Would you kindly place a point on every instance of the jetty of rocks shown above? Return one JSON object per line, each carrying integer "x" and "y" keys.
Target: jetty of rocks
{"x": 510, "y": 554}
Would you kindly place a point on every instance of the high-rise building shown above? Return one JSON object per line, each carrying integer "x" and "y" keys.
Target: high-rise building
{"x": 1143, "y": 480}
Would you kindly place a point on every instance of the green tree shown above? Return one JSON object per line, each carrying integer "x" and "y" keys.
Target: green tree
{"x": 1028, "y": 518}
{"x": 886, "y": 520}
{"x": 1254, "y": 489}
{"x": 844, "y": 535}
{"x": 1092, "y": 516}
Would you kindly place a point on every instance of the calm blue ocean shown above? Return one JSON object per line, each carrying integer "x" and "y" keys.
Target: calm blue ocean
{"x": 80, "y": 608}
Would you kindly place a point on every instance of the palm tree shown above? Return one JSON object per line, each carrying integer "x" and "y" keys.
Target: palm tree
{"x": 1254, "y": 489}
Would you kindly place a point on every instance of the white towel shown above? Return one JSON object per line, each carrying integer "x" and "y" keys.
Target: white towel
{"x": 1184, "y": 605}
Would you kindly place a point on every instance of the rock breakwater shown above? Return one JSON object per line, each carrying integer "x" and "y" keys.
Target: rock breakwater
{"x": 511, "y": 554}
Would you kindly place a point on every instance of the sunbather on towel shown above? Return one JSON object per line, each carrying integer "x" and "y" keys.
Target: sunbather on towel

WHAT THE TASK ASKS: Show me every line of the entries above that holds "sunbather".

EXERCISE ANSWER:
Would you kindly place a point on every instance of the sunbather on towel shown above? Return one JSON object per line, each carrying integer "x" and "y" keys.
Target: sunbather on towel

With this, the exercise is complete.